中立地帯のはずの国連軍基地に、セルビア人の兵士が我がもの顔で押し入り、ボシュニャク人たちを連れ去ってゆく。
殺されると分かっているのに彼らを止めることが出来ず、咽び泣く国連軍の若い兵士の姿が心に刺さる。
どこまで事実に添っているのかは不明だが、最後には基地司令官まで自室に引きこもり、職場放棄してしまうのには唖然とした。
まあ実際のところ、彼に出来ることは何もなかったのだろうけど。
この事件の後、1998年に起こったコソボ紛争では、NATOが大規模な軍事介入を行い、一連の旧ユーゴスラビアを巡る紛争はようやく終結に向かうことになる。
軍事介入の是非はともかく、やはり官僚組織は一度ことが起こらないと動かないもののようだ。
ボスニア・ヘルツェゴビナでの紛争は、事件の半年後にデイトン合意が結ばれたことによって終わり、セルビア人主導のスルプスカ共和国とボシュニャク人・クロアチア人主導のボスニア・ヘルツェゴビナ連邦の共存体制が築かれる。
映画の最終章では、戦後スレブレニツァに戻って来たアイダの姿が描かれる。
紛争が始まる前は教師だったという彼女は、小学校の教師として復帰するのだが、戦後のスレブレニツァが位置するのはスルプスカ共和国内である。
多民族都市だったスレブレニツァには、アイダのように戻って来たボシュニャク人もいれば、セルビア人もいる。
平和になったからといって、全てのわだかまりが解消するはずもない。
小学校で開かれた子供たちの発表会には、かつて殺し合った敵同士が今は生徒の親として同席している。

課題 A:
本文によると、アイダは紛争が始まる前にどのような職業に就いていたか。
課題 B:
本文のうち、「どこまで事実に添っているのか」から始めて「やく終結に向かうことになる。」まで続く部分を、一字一句変えずに書き写しなさい。
この後に続く項目は、本文とは別個の資料である。

点ラベリング用データセットの抜粋:
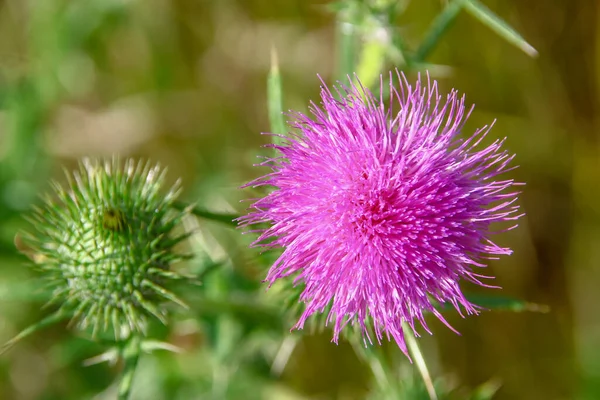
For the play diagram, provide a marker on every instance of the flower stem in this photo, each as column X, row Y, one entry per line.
column 415, row 351
column 131, row 356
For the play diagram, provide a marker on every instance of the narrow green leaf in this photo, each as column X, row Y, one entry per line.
column 495, row 23
column 371, row 61
column 505, row 303
column 347, row 44
column 437, row 29
column 131, row 356
column 49, row 320
column 199, row 212
column 274, row 98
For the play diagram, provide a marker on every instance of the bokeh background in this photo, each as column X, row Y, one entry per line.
column 183, row 82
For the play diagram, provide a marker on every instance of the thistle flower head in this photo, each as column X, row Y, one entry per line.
column 382, row 207
column 105, row 245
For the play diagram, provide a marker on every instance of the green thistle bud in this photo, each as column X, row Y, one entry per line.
column 105, row 244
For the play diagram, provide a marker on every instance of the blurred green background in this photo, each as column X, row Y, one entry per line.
column 183, row 82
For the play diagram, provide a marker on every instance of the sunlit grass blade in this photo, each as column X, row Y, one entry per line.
column 49, row 320
column 438, row 28
column 495, row 23
column 275, row 99
column 371, row 61
column 199, row 212
column 131, row 356
column 347, row 44
column 503, row 303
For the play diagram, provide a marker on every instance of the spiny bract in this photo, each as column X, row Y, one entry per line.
column 105, row 244
column 382, row 208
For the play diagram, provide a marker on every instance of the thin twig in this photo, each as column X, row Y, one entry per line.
column 415, row 351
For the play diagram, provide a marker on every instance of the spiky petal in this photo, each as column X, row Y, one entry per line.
column 382, row 208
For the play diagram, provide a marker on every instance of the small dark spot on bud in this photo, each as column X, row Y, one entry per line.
column 113, row 219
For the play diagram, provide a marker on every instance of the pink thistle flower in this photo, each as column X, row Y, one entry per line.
column 382, row 209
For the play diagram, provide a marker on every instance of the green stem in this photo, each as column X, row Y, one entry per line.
column 275, row 99
column 439, row 26
column 347, row 44
column 201, row 213
column 131, row 356
column 415, row 351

完全な解答 A:
教師だった。

完全な解答 B:
どこまで事実に添っているのかは不明だが、最後には基地司令官まで自室に引きこもり、職場放棄してしまうのには唖然とした。
まあ実際のところ、彼に出来ることは何もなかったのだろうけど。
この事件の後、1998年に起こったコソボ紛争では、NATOが大規模な軍事介入を行い、一連の旧ユーゴスラビアを巡る紛争はようやく終結に向かうことになる。